課題: 抜粋箇所のうち「今回は、PCV専務理事の住岡」と「住岡健太氏(Kenta Sumioka)」の間(両端を含む)を、「専務理事」を「常務理事」に差し替えて再掲せよ。

抜粋箇所:
______________________________

PCVとJTB広島支店がともに開発した、対話型の平和学習プログラム「PEACE DIALOGUE」では、多くの子どもたちに「平和」を自分ごととして考える機会を提供してきました。現在は、その経験から派生したプロジェクト「PEACE QUEST」を日本全国、さらには世界に展開するべくスタートさせています。

今回は、PCV専務理事の住岡健太氏と、ともに2つのプロジェクトを作り上げた元JTB広島支店教育事業担当でもあり、PCVの活動にも参画する横田裕美にインタビュー。住岡氏とJTBとの運命的な出会いから、ともに取り組んできたプロジェクトが立ち上がった経緯についてや、「平和文化」継承への思いなど、さまざまなお話をお伺いしました。

プロフィール

NPO法人Peace Culture Village 専務理事
株式会社PLAY SPACE 代表
住岡健太氏(Kenta Sumioka)

1985年生まれ。広島県広島市出身の被爆3世。学生時代に社会起業プロジェクト「シブカサ」を運営し、25歳で起業。31歳に帰省し、NPO法人Peace Culture Village(PCV)に参画。「平和をつくる仕事をつくる」をコンセプトに、学校への出前授業、修学旅行生へのガイド、オンラインツアーの他、多種多様な事業のプロデュースを行う。2023年5月に開催されたG7広島サミットでは、パートナーズ・プログラム「次世代シンポジウム」のモデレーター兼プレゼンターを務める。
https://peaceculturevillage.org/

JTB企画開発プロデュースセンター 教育企画開発担当
一般社団法人次世代教育ネットワーキング機構 チーフコンサルタント 兼務
横田裕美(Hiromi Yokota)

______________________________

データ行:
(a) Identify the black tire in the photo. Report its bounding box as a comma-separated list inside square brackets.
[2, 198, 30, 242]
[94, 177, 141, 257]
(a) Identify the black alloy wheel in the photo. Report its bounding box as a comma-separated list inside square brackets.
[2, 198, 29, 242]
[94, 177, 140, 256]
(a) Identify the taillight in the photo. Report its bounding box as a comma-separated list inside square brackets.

______________________________

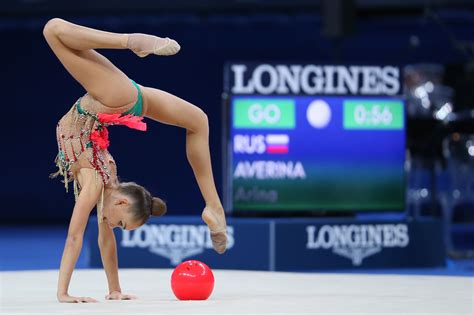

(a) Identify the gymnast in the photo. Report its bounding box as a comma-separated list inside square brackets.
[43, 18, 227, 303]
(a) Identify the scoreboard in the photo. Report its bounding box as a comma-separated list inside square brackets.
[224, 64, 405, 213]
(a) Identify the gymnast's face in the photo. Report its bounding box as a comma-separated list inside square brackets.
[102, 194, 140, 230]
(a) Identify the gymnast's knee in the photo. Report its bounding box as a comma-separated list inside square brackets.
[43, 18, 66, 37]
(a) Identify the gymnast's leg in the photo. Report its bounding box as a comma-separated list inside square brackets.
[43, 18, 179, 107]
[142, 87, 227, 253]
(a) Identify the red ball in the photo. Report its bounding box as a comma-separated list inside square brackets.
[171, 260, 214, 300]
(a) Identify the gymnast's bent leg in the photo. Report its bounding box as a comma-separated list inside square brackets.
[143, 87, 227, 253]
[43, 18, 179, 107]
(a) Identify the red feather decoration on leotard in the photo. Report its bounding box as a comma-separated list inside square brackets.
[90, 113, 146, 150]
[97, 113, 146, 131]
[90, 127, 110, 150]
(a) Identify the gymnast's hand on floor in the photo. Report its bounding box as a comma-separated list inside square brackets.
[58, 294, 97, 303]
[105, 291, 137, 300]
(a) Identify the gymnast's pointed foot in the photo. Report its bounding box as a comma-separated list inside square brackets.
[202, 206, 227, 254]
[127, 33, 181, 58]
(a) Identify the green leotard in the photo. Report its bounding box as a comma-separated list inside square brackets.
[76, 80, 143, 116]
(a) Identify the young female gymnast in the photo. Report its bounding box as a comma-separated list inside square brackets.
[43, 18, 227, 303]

______________________________

解答:
今回は、PCV常務理事の住岡健太氏と、ともに2つのプロジェクトを作り上げた元JTB広島支店教育事業担当でもあり、PCVの活動にも参画する横田裕美にインタビュー。住岡氏とJTBとの運命的な出会いから、ともに取り組んできたプロジェクトが立ち上がった経緯についてや、「平和文化」継承への思いなど、さまざまなお話をお伺いしました。

プロフィール

NPO法人Peace Culture Village 常務理事
株式会社PLAY SPACE 代表
住岡健太氏(Kenta Sumioka)